"The biologist drills a hole in the sea snail’s shell
and slides a miniature stethoscope inside, listens
for the heartbeat: it’s beating, still beating, still beating."
The tide does not rise--the edge of a murky wave laps up to the edge of a mud whelk, half-buried in the muck, then recedes, for a moment, then licks the edge of the shell again. Mostly a little higher, sometimes a tad lower, but incessantly.
|Mud dog whelks, by Andrew N. Cohen|
The waves now reach the tip of the snail's shell, and it stirs, aware the tide is returning, and slides along the mud again, joining hundreds of others, aware of each other through their scent and their shadows.
In mid-December they are still here, reminding me again what I forget under fluorescent light.
|Mud dog whelks on a flat, by James T. Carlton|
You can watch the tide as it rambles up the edge of the sea, snaking its way around the snails. You can watch the sun slide along the horizon while you stand at the window drinking your morning coffee. You can, if you are patient enough, see a hops bine grow in June--almost an inch an hour.
This week I will lead a hundred or so young adults to a stairwell window in our school, to let them see where the sun sits in mid-December. I will ask them to make a note in their journals--most will not remember this later, because it does not matter to them, because it does not matter to the adults around them. I will also ask them to leave some space for a second observation later.
In June, we will return to the stairwell, and I will ask them again to note where the sun is.
See? It moved when you we're not looking.
(And a handful may start to do just that...)
(A few of my lambs are, of course, aware already...
but their awareness can be lonely in a world of electric light.)
──────────────────────────────
**Activities:**
1) According to the whelk passage, how fast can a hops bine grow in June?
2) Copy the stretch of the whelk passage from "This week I" through "do just that...)".
The lines after the whelk passage play no part in this exercise.

**Source data:**
──────────────────────────────
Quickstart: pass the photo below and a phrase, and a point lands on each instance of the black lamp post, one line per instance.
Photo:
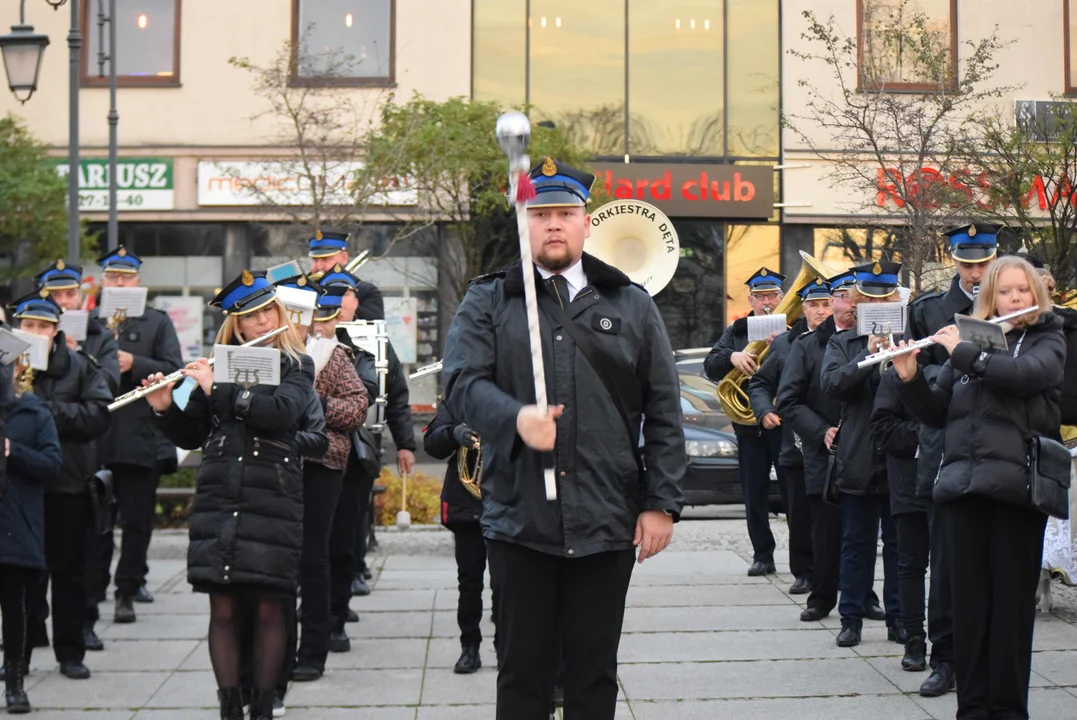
──────────────────────────────
**Answers to the problems:**
1) Almost an inch an hour.

2)
This week I will lead a hundred or so young adults to a stairwell window in our school, to let them see where the sun sits in mid-December. I will ask them to make a note in their journals--most will not remember this later, because it does not matter to them, because it does not matter to the adults around them. I will also ask them to leave some space for a second observation later.
In June, we will return to the stairwell, and I will ask them again to note where the sun is.
See? It moved when you we're not looking.
(And a handful may start to do just that...)